October, as I’ve noted before, is drone month, and this year I finally decided to catch up with the most recent instalments in the series of Lovecraft-themed albums that Cryo Chamber have been releasing each year since 2014. I’m still waiting for the discs to arrive—the Shoggoth Mail has been taking its time to slither here from Kracow—but Bandcamp happily assuages any impatience by offering immediate downloads. All of these albums are a collaborative effort between a varying roster of Cryo Chamber artists, with the contributions being blended together to create disc-long tracks (usually two discs to an album) that offer audio portraits of the gods or beings of the Cthulhu Mythos. The contributors do their best to maintain a consistent mood (and, where necessary, the same key) so there aren’t any of the abrupt exchanges you often get in music mixes. As to the identity of the groups or individuals involved, I could name names but as I’m not familiar with their work outside these releases there’s not much I can say about them.
Covers by Simon Heath.

Saved entries:

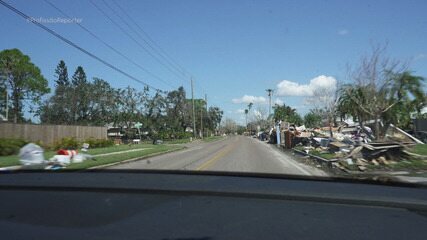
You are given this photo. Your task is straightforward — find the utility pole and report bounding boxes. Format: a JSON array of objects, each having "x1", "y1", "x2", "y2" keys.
[
  {"x1": 199, "y1": 101, "x2": 203, "y2": 138},
  {"x1": 191, "y1": 78, "x2": 196, "y2": 138},
  {"x1": 6, "y1": 87, "x2": 9, "y2": 122},
  {"x1": 265, "y1": 88, "x2": 273, "y2": 117},
  {"x1": 205, "y1": 93, "x2": 209, "y2": 137}
]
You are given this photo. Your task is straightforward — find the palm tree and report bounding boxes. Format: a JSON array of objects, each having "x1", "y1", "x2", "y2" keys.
[
  {"x1": 337, "y1": 85, "x2": 369, "y2": 128},
  {"x1": 383, "y1": 71, "x2": 426, "y2": 128}
]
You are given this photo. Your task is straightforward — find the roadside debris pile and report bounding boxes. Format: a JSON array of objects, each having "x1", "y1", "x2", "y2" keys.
[
  {"x1": 19, "y1": 143, "x2": 93, "y2": 170},
  {"x1": 280, "y1": 124, "x2": 427, "y2": 171}
]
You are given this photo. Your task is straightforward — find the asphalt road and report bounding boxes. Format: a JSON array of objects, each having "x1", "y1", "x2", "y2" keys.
[{"x1": 109, "y1": 136, "x2": 327, "y2": 176}]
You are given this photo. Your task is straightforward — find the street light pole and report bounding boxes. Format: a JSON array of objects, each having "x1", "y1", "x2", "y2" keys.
[{"x1": 265, "y1": 88, "x2": 273, "y2": 117}]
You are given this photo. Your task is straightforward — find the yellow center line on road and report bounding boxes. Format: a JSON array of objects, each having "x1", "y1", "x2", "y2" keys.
[{"x1": 196, "y1": 143, "x2": 236, "y2": 171}]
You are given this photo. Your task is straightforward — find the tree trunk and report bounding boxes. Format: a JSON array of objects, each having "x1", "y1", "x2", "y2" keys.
[
  {"x1": 374, "y1": 115, "x2": 380, "y2": 140},
  {"x1": 12, "y1": 89, "x2": 19, "y2": 124}
]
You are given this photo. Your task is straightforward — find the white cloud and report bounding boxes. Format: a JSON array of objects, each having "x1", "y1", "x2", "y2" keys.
[
  {"x1": 277, "y1": 75, "x2": 337, "y2": 97},
  {"x1": 413, "y1": 53, "x2": 427, "y2": 61},
  {"x1": 274, "y1": 98, "x2": 285, "y2": 106},
  {"x1": 231, "y1": 95, "x2": 266, "y2": 104},
  {"x1": 338, "y1": 29, "x2": 349, "y2": 36},
  {"x1": 254, "y1": 110, "x2": 262, "y2": 118}
]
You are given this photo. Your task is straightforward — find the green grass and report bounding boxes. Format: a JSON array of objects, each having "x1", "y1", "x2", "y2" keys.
[
  {"x1": 203, "y1": 136, "x2": 224, "y2": 142},
  {"x1": 0, "y1": 144, "x2": 182, "y2": 167},
  {"x1": 164, "y1": 138, "x2": 190, "y2": 144},
  {"x1": 67, "y1": 145, "x2": 184, "y2": 169}
]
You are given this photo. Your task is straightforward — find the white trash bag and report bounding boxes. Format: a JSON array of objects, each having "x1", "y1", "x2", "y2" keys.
[{"x1": 19, "y1": 143, "x2": 47, "y2": 168}]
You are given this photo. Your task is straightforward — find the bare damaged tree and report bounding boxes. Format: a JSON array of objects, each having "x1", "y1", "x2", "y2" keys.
[
  {"x1": 346, "y1": 45, "x2": 407, "y2": 139},
  {"x1": 306, "y1": 86, "x2": 338, "y2": 137}
]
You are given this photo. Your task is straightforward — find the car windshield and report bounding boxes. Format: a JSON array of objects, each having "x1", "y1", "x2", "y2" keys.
[{"x1": 0, "y1": 0, "x2": 427, "y2": 183}]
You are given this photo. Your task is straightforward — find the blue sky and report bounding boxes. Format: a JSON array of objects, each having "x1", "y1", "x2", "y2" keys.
[{"x1": 0, "y1": 0, "x2": 427, "y2": 123}]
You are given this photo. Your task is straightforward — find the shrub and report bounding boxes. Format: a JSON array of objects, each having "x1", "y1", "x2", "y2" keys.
[
  {"x1": 0, "y1": 138, "x2": 28, "y2": 156},
  {"x1": 84, "y1": 138, "x2": 114, "y2": 148},
  {"x1": 53, "y1": 137, "x2": 81, "y2": 150}
]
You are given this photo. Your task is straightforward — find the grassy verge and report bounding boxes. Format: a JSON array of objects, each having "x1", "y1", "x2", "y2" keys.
[
  {"x1": 203, "y1": 136, "x2": 224, "y2": 142},
  {"x1": 67, "y1": 145, "x2": 184, "y2": 169},
  {"x1": 164, "y1": 138, "x2": 190, "y2": 144},
  {"x1": 0, "y1": 144, "x2": 181, "y2": 167}
]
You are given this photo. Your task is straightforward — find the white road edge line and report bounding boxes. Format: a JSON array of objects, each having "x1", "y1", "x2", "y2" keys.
[{"x1": 268, "y1": 142, "x2": 313, "y2": 176}]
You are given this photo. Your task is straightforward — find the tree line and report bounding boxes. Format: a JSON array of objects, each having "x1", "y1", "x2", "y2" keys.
[
  {"x1": 0, "y1": 49, "x2": 223, "y2": 138},
  {"x1": 273, "y1": 45, "x2": 427, "y2": 139}
]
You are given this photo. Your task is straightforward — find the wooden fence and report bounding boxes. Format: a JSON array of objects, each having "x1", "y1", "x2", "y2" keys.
[{"x1": 0, "y1": 123, "x2": 107, "y2": 144}]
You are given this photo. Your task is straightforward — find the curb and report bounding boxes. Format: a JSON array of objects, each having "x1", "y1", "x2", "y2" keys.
[{"x1": 86, "y1": 147, "x2": 186, "y2": 170}]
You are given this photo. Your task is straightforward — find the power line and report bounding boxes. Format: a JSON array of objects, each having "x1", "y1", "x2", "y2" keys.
[
  {"x1": 89, "y1": 0, "x2": 187, "y2": 86},
  {"x1": 112, "y1": 0, "x2": 191, "y2": 77},
  {"x1": 44, "y1": 0, "x2": 175, "y2": 88},
  {"x1": 0, "y1": 0, "x2": 160, "y2": 90},
  {"x1": 102, "y1": 0, "x2": 207, "y2": 97}
]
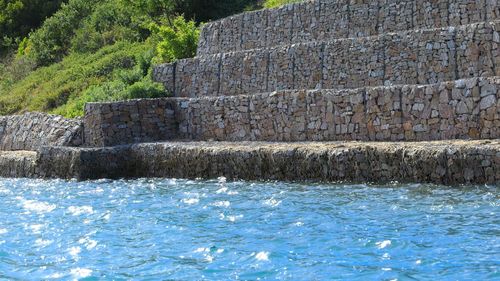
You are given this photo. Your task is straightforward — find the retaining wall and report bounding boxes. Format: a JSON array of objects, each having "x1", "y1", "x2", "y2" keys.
[
  {"x1": 198, "y1": 0, "x2": 500, "y2": 56},
  {"x1": 153, "y1": 21, "x2": 500, "y2": 97},
  {"x1": 85, "y1": 77, "x2": 500, "y2": 146},
  {"x1": 15, "y1": 141, "x2": 500, "y2": 185},
  {"x1": 0, "y1": 113, "x2": 83, "y2": 150},
  {"x1": 84, "y1": 99, "x2": 178, "y2": 146}
]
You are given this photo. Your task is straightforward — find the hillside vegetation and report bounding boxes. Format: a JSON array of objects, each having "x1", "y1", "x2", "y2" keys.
[{"x1": 0, "y1": 0, "x2": 296, "y2": 117}]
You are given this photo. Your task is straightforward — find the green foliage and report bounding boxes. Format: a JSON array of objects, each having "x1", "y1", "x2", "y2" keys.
[
  {"x1": 71, "y1": 0, "x2": 149, "y2": 52},
  {"x1": 0, "y1": 0, "x2": 260, "y2": 117},
  {"x1": 151, "y1": 16, "x2": 200, "y2": 62},
  {"x1": 28, "y1": 0, "x2": 95, "y2": 66},
  {"x1": 264, "y1": 0, "x2": 303, "y2": 8},
  {"x1": 0, "y1": 42, "x2": 166, "y2": 117}
]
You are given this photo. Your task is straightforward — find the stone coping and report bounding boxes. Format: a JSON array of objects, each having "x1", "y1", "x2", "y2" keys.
[
  {"x1": 0, "y1": 140, "x2": 500, "y2": 185},
  {"x1": 153, "y1": 21, "x2": 500, "y2": 97},
  {"x1": 198, "y1": 0, "x2": 500, "y2": 55}
]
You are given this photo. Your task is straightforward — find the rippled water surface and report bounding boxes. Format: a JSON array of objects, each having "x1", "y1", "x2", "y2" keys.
[{"x1": 0, "y1": 179, "x2": 500, "y2": 280}]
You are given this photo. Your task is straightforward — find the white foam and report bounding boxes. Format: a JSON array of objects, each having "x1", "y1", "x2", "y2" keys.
[
  {"x1": 264, "y1": 198, "x2": 281, "y2": 208},
  {"x1": 68, "y1": 206, "x2": 94, "y2": 216},
  {"x1": 70, "y1": 267, "x2": 92, "y2": 279},
  {"x1": 375, "y1": 240, "x2": 392, "y2": 249},
  {"x1": 255, "y1": 252, "x2": 269, "y2": 261},
  {"x1": 182, "y1": 198, "x2": 200, "y2": 205},
  {"x1": 212, "y1": 201, "x2": 231, "y2": 208},
  {"x1": 35, "y1": 239, "x2": 54, "y2": 247},
  {"x1": 68, "y1": 247, "x2": 82, "y2": 260},
  {"x1": 28, "y1": 224, "x2": 44, "y2": 234},
  {"x1": 18, "y1": 198, "x2": 57, "y2": 214}
]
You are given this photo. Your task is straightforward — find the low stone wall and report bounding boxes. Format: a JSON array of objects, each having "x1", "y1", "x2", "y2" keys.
[
  {"x1": 0, "y1": 151, "x2": 37, "y2": 178},
  {"x1": 6, "y1": 140, "x2": 500, "y2": 185},
  {"x1": 198, "y1": 0, "x2": 500, "y2": 56},
  {"x1": 153, "y1": 21, "x2": 500, "y2": 97},
  {"x1": 0, "y1": 113, "x2": 83, "y2": 150},
  {"x1": 84, "y1": 99, "x2": 178, "y2": 146}
]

Exercise instructions:
Please state the year since which Cryo Chamber has been releasing a Lovecraft-themed album each year, according to the passage on the drone albums.

Answer to the task:
2014